### EXERCISE DETAILS
Nothing but the lines from the start of the entries through the line containing "TARGET: green rain jacket" should appear in the answer, each given exactly.

(DATA SHOWN)

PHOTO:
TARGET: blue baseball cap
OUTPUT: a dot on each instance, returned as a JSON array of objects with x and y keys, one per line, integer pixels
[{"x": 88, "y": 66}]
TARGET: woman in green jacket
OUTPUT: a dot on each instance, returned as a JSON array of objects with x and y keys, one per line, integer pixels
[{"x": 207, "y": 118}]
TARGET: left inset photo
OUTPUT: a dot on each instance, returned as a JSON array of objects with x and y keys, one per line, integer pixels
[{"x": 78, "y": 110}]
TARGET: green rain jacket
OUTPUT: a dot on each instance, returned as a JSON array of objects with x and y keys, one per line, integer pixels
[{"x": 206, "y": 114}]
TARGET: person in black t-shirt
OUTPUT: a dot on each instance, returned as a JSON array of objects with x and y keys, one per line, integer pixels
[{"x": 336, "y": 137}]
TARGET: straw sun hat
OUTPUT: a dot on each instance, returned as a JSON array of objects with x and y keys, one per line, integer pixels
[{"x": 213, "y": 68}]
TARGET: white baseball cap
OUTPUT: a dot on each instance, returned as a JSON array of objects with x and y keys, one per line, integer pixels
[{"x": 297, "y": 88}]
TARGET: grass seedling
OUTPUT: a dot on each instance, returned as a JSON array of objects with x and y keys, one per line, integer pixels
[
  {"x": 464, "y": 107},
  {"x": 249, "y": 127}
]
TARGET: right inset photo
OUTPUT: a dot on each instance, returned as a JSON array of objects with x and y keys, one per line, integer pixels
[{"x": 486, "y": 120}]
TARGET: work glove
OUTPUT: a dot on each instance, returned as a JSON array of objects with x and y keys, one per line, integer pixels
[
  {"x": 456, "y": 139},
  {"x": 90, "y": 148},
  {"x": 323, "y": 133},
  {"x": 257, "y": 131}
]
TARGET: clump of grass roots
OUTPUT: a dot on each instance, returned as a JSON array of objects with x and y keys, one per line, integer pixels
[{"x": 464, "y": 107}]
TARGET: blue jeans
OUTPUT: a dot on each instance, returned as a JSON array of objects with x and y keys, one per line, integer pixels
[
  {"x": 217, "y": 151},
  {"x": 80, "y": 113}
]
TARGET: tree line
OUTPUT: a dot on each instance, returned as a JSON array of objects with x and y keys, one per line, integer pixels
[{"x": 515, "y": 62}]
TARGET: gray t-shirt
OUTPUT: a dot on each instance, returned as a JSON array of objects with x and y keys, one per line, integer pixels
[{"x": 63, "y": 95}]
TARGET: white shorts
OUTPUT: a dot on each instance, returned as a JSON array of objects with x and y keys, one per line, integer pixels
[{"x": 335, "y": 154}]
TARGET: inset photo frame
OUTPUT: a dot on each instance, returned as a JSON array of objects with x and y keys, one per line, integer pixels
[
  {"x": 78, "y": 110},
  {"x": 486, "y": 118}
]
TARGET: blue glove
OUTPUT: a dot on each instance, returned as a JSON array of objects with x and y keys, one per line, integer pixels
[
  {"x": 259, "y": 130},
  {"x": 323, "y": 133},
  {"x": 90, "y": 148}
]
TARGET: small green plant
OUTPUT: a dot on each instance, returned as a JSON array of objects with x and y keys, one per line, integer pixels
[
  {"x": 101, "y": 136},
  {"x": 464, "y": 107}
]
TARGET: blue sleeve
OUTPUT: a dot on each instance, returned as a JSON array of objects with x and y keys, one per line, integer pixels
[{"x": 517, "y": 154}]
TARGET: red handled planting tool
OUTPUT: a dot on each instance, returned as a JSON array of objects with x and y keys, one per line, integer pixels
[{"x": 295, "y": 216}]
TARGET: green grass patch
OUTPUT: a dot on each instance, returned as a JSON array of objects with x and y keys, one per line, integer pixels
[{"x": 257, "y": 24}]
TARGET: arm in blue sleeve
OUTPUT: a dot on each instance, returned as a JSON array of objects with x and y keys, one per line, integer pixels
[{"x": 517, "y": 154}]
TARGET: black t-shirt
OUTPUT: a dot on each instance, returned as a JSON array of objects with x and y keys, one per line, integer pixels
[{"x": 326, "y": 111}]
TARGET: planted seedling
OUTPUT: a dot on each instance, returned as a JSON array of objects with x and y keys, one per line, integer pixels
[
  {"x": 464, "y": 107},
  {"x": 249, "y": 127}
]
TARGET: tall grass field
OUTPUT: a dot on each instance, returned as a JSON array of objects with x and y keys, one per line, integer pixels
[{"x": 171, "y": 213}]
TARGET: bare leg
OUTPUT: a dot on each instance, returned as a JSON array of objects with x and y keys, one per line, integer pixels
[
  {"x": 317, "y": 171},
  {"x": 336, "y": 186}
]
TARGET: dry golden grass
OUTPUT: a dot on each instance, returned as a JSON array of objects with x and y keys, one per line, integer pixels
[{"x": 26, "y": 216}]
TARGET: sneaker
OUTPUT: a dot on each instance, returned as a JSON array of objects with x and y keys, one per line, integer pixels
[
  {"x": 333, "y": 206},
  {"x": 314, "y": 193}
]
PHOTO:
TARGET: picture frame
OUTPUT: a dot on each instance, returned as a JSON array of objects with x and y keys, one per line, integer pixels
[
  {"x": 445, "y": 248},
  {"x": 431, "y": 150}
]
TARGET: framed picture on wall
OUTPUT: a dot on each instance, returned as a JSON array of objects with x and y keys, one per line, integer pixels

(End DATA SHOWN)

### EXERCISE OUTPUT
PHOTO:
TARGET: blue baseball cap
OUTPUT: a dot on each instance, returned as a JSON array of objects with x and y keys, one per line, integer pixels
[{"x": 88, "y": 66}]
TARGET: woman in green jacket
OUTPUT: a dot on each instance, returned as a JSON array of objects with x and y keys, one per line, integer pixels
[{"x": 207, "y": 118}]
TARGET: left inset photo
OUTPUT: a dot on each instance, returned as a JSON array of objects with x and y keys, one per line, integer pixels
[{"x": 78, "y": 110}]
TARGET: green rain jacket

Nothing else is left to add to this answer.